TEXTO DO EXERCÍCIO:

Em mais um fim de semana de festivais, dois anos após ausências devido à covid-19, a psicóloga clínica Alexandra Antunes explica, no Delas.pt, como lidar perante uma súbita angústia em quem está aparentemente saudável. Uma sensação que até está, segundo indica a prática clínica da especialista, a dar mostras de crescimento, sobretudo junto dos mais novos.

Psicóloga clínica Alexandra Antunes [Fotografia: DR]

Alexandra Antunes começa por distinguir um episódio único de outros reiterados, com maior frequência. “Quando me sinto desconfortável e ligeiramente ansioso, desconfortável, com o coração a bater de forma mais acelerada e porque estou em situações que não estava habituado, mas é uma primeira vez, passa e não precisamos de ajuda, creio que deve ser olhado com ponderação”, refere.

“Quando aumenta de intensidade e tenho todos os sintomas associados a ansiedade – frequência cardíaca mais acelerada, muitas vezes com cefaleias associadas, tremores e, acima de tudo, com vontade muito grande de sair do sitio, o evitamento – há que pedir ajuda”, alerta a especialista e membro da direção nacional da Ordem dos Médicos.

“Se saio e tenho medo de voltar – uma sensação que se repete cada vez que vou -, se tem interferência no meu dia-a-dia, é preciso pedir ajuda. Deve-se recorrer ao Serviço Nacional de Saúde, que deverá encaminhar para consulta de psicologia e, nos casos mais graves, psiquiatra. Peçam ajuda”, exorta Alexandra Antunes.

DADOS BRUTOS:
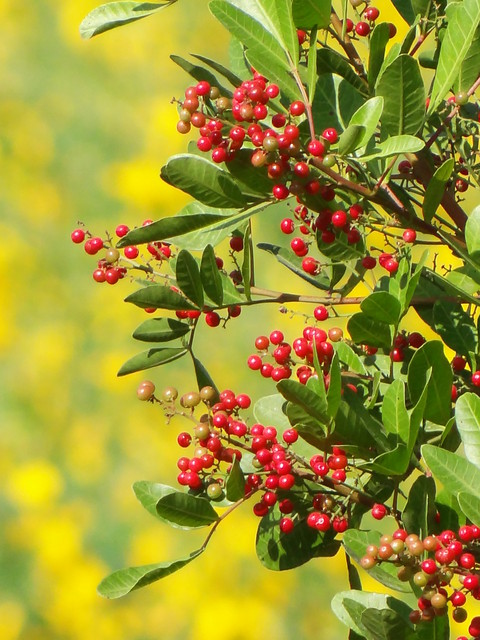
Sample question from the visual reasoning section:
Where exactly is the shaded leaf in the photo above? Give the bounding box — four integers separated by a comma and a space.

TAREFAS DO EXERCÍCIO:
1. No texto sobre a ansiedade, a que serviço se deve recorrer quando é preciso pedir ajuda?
2. Transcreva do texto sobre a ansiedade o trecho entre "Alexandra Antunes começa" e "Ordem dos Médicos.", inclusive.
3. Enumere os sintomas que o texto sobre a ansiedade associa à ansiedade quando esta aumenta de intensidade.

RESPOSTAS DO EXERCÍCIO:
1. Ao Serviço Nacional de Saúde.

2.
Alexandra Antunes começa por distinguir um episódio único de outros reiterados, com maior frequência. “Quando me sinto desconfortável e ligeiramente ansioso, desconfortável, com o coração a bater de forma mais acelerada e porque estou em situações que não estava habituado, mas é uma primeira vez, passa e não precisamos de ajuda, creio que deve ser olhado com ponderação”, refere.

“Quando aumenta de intensidade e tenho todos os sintomas associados a ansiedade – frequência cardíaca mais acelerada, muitas vezes com cefaleias associadas, tremores e, acima de tudo, com vontade muito grande de sair do sitio, o evitamento – há que pedir ajuda”, alerta a especialista e membro da direção nacional da Ordem dos Médicos.

3.
- frequência cardíaca mais acelerada
- cefaleias
- tremores
- vontade muito grande de sair do sítio (o evitamento)